▶ Task directions
Repeat each record word for word.

++++ Available data

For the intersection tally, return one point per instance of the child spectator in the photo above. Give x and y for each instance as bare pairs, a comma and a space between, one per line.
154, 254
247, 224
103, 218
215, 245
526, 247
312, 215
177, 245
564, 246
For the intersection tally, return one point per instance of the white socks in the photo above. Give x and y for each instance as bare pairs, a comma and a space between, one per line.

++++++++

▶ Result below
For the intersection tally, return one point per instance of the child spectator in the photo above. Give x and y for each instance as bare pairs, a comma and a space between, one per line.
154, 254
247, 224
103, 218
215, 245
526, 247
312, 215
177, 245
564, 246
For the intersection tally, return one point per instance of the white socks in the photo above. Give x and y for each instance as bare pairs, a comma and a space between, one per line.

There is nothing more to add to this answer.